_Record list_:

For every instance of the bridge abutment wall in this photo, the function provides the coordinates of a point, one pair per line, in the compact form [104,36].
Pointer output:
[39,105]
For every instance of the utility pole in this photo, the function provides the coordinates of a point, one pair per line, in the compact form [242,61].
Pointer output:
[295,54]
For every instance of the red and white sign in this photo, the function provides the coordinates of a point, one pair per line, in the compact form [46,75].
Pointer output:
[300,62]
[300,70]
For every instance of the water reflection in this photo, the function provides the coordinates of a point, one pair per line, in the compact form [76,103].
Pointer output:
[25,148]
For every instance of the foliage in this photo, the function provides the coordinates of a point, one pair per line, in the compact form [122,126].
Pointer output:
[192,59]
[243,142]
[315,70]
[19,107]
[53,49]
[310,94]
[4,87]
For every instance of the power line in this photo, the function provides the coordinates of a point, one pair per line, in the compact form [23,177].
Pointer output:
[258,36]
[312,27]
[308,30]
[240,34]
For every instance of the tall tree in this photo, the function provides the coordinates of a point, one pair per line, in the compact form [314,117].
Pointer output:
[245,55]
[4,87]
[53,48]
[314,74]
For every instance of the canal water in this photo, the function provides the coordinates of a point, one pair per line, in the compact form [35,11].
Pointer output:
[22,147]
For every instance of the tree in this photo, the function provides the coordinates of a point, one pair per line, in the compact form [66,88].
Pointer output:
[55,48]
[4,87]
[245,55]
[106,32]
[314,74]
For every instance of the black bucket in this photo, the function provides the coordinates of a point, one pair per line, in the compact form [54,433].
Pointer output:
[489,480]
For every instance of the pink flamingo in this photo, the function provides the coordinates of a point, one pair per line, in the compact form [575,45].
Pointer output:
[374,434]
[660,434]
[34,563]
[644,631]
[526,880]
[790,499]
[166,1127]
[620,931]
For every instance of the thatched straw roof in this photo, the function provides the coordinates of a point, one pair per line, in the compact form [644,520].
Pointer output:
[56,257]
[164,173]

_Request_: Render every line of the listing above as a JSON array of strings, one string per line, leaving out any blank lines.

_Answer to the task_:
[
  "For every instance of the bridge abutment wall in this photo, the function provides the coordinates of a point, one pair per line, in the compact form [104,36].",
  "Pointer output:",
  "[39,105]",
  "For every instance of the utility pole in this photo, the function provides the coordinates of a point, one pair per line, in the compact form [242,61].",
  "Pointer output:",
  "[295,54]",
  "For every instance of the red and white sign in this photo, the function provides the coordinates of a point, one pair per line, in the compact form [46,75].",
  "Pointer output:",
  "[300,62]",
  "[300,70]",
  "For every instance of the water reflection in this photo, the function provides the coordinates of a point, one pair per line, in the compact form [76,103].",
  "Pointer output:",
  "[25,148]",
  "For every instance of the foliage in this photo, the function provides the coordinates of a point, one pair per line, in the compact form [122,126].",
  "Pointer output:",
  "[192,59]",
  "[243,142]",
  "[315,70]",
  "[19,107]",
  "[53,49]",
  "[310,94]",
  "[4,87]",
  "For every instance of the power line in this photo, the function provides the coordinates of a point, one pair per line, in the compact form [23,177].",
  "Pointer output:",
  "[258,36]",
  "[312,27]",
  "[308,30]",
  "[240,34]",
  "For every instance of the tall tree in this photo, the function provides the coordinates of a point, one pair per line, in the compact form [314,117].",
  "Pointer output:",
  "[245,55]",
  "[4,87]",
  "[53,48]",
  "[314,74]",
  "For every instance of the canal water in this photo, the function provides the coordinates of a point, one pair per line, in the compact form [35,11].",
  "Pointer output:",
  "[22,147]",
  "For every instance of the tree in this photo, the function provides the coordinates of a point, one pair per line, in the compact form [66,88].",
  "Pointer output:",
  "[55,48]",
  "[4,87]",
  "[245,55]",
  "[106,32]",
  "[314,74]",
  "For every instance of the black bucket in this photo, the function provides the coordinates of a point, one pair per line, in the compact form [54,433].",
  "Pointer output:",
  "[489,480]",
  "For every instance of the pink flamingo in this photo, the function provides the coordinates of a point, one pair per line, in the compact form [575,45].",
  "Pointer output:",
  "[374,434]",
  "[660,434]",
  "[34,563]",
  "[644,631]",
  "[526,880]",
  "[790,499]",
  "[166,1127]",
  "[620,931]",
  "For every instance of the thatched straw roof in this photo, the function provides the coordinates of a point, one pair per line, in the compact form [644,520].",
  "Pointer output:",
  "[56,257]",
  "[164,173]"
]